* Record excerpts *
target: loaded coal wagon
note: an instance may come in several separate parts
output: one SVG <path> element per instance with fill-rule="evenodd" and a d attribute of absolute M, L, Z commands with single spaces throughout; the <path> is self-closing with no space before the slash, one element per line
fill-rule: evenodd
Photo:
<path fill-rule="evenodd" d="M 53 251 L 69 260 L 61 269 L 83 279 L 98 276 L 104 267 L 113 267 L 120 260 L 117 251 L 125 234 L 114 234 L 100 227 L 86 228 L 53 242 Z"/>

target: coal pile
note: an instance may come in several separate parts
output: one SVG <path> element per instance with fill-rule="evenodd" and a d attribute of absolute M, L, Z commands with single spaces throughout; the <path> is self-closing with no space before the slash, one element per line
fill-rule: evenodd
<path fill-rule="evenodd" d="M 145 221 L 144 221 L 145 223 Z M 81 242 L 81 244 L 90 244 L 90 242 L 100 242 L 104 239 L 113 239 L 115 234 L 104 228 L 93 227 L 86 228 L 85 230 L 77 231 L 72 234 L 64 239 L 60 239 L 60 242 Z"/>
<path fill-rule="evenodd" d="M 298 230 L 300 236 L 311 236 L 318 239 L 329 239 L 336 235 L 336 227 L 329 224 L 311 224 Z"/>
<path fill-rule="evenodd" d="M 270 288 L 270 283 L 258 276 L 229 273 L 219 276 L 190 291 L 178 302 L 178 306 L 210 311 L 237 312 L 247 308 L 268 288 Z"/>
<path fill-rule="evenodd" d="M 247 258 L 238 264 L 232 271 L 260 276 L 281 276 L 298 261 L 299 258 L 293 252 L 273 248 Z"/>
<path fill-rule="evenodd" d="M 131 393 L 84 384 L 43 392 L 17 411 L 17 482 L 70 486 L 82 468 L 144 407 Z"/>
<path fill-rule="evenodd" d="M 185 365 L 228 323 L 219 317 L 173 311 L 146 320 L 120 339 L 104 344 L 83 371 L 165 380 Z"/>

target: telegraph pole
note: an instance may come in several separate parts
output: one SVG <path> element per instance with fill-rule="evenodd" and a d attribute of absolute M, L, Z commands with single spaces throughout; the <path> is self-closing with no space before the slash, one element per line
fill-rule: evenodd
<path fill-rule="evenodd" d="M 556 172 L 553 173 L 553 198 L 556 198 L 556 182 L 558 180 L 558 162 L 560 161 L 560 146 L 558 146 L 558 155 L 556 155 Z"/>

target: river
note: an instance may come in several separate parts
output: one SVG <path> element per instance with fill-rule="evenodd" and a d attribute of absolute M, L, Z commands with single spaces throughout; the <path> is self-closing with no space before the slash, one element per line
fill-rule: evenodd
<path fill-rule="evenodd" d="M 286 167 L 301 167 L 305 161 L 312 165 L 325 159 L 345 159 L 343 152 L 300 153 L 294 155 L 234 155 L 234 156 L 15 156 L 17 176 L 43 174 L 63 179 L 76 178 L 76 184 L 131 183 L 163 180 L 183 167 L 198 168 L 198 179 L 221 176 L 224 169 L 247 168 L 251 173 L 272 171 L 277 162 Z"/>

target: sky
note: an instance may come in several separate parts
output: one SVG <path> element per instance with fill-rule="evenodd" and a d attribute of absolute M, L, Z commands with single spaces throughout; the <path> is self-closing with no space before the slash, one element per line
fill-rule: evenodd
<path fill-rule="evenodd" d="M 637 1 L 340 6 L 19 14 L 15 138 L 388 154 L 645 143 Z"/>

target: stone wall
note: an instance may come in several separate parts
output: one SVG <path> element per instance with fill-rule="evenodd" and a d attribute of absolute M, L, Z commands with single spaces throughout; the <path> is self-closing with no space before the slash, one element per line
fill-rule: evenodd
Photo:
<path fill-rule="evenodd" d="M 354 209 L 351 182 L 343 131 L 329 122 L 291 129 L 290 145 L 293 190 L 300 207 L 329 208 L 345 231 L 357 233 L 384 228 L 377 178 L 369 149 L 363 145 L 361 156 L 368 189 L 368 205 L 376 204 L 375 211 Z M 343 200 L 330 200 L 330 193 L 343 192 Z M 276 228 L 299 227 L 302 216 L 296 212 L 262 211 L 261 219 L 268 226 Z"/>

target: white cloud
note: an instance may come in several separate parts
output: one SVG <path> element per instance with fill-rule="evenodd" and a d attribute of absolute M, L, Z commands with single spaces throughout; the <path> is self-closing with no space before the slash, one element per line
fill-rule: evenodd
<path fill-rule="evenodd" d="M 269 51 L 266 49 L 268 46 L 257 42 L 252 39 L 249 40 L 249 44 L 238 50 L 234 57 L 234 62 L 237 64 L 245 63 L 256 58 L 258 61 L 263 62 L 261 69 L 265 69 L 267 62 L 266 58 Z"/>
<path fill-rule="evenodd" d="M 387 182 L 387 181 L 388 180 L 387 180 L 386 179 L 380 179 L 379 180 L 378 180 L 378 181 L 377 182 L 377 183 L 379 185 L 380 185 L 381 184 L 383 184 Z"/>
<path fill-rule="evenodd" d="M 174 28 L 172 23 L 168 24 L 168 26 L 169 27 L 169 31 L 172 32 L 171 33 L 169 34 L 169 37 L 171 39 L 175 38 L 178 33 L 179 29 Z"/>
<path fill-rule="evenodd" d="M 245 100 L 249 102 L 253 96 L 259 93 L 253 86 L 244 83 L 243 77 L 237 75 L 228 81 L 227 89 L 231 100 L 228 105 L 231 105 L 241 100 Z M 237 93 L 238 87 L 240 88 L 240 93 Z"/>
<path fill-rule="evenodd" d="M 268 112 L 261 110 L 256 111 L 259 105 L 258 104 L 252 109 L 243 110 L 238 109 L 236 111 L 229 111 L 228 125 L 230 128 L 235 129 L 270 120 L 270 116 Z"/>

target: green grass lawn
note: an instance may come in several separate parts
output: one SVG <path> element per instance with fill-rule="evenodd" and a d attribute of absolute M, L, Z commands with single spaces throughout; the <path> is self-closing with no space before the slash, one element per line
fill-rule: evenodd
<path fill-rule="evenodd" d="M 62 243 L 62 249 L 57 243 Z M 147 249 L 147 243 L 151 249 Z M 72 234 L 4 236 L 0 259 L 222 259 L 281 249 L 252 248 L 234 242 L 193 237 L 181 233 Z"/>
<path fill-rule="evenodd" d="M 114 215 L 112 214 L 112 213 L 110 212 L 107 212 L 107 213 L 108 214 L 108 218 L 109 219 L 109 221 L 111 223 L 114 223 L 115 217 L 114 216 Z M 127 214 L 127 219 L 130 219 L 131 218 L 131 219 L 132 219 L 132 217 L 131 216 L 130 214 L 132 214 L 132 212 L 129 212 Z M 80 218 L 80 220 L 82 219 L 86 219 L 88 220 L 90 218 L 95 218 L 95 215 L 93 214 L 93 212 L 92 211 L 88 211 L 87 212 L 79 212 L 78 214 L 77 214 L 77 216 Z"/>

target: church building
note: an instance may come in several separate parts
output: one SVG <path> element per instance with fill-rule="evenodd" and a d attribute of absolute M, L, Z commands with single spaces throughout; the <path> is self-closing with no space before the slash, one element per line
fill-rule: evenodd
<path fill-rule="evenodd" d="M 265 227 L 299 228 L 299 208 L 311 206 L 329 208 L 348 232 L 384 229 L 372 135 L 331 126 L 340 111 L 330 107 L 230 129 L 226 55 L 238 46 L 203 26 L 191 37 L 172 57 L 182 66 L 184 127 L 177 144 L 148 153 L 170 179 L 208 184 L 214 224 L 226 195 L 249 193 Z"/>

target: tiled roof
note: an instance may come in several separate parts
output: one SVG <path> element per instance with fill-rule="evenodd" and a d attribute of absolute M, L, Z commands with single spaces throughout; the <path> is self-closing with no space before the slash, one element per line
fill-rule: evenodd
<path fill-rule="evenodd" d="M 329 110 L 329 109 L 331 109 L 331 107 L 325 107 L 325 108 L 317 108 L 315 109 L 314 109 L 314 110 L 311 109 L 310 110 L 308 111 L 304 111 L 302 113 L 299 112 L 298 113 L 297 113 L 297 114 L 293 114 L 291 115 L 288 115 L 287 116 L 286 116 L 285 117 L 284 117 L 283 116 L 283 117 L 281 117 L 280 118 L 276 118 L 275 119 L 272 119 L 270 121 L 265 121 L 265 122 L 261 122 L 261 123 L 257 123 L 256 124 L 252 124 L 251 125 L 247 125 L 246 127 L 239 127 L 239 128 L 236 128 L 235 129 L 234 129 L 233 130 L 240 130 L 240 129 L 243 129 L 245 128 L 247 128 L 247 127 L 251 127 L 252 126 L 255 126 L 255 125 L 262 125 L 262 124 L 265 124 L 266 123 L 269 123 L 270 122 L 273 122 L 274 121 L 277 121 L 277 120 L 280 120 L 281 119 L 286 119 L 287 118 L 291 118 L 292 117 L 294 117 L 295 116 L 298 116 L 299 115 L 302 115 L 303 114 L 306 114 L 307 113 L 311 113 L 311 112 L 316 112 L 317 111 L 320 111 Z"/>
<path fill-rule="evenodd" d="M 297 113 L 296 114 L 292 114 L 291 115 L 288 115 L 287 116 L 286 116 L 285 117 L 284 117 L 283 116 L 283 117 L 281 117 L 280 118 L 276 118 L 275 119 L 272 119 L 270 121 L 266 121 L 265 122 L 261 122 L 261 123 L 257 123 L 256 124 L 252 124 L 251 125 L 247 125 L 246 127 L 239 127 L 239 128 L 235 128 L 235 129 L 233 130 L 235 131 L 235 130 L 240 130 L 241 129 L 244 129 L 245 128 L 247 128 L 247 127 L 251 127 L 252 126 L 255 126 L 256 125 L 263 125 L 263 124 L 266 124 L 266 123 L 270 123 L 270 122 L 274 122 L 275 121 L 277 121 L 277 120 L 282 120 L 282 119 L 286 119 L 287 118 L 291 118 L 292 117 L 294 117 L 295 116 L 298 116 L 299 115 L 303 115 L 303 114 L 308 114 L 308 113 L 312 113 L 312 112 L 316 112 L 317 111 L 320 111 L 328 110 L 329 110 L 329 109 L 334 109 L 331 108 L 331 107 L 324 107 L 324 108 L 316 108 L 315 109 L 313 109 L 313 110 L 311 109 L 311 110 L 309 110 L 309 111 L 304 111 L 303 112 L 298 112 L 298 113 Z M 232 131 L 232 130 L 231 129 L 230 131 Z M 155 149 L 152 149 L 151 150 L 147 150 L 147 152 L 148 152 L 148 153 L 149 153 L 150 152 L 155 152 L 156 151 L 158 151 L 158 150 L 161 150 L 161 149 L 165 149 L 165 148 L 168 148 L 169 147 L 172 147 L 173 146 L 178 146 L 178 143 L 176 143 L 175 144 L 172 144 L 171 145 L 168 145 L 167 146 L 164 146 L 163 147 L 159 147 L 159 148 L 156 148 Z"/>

* Aim of the task *
Format everything in the material above, from the line containing "target: coal pile" down to the line containing "247 258 L 238", both lines included, as a JSON list of strings with one string per line and blank lines omitted.

* The completed task *
[
  "target: coal pile",
  "note: an instance may come in several separate parts",
  "output: one SVG <path> element per instance with fill-rule=\"evenodd\" and a d attribute of absolute M, L, Z commands with single spaces throughout; the <path> is self-closing with no space before the slash, one element per line",
  "fill-rule: evenodd",
  "<path fill-rule=\"evenodd\" d=\"M 145 221 L 144 221 L 145 223 Z M 81 242 L 81 244 L 90 244 L 90 242 L 100 242 L 104 239 L 113 239 L 115 234 L 104 228 L 93 227 L 86 228 L 85 230 L 77 231 L 72 234 L 64 239 L 60 239 L 60 242 Z\"/>",
  "<path fill-rule=\"evenodd\" d=\"M 298 230 L 300 236 L 311 236 L 318 239 L 329 239 L 336 235 L 336 227 L 329 224 L 311 224 Z\"/>",
  "<path fill-rule=\"evenodd\" d=\"M 270 288 L 270 283 L 258 276 L 229 273 L 219 276 L 190 291 L 178 302 L 178 306 L 210 311 L 237 312 L 247 308 L 268 288 Z\"/>",
  "<path fill-rule=\"evenodd\" d=\"M 247 258 L 238 264 L 232 271 L 260 276 L 281 276 L 298 261 L 299 258 L 293 252 L 273 248 Z\"/>"
]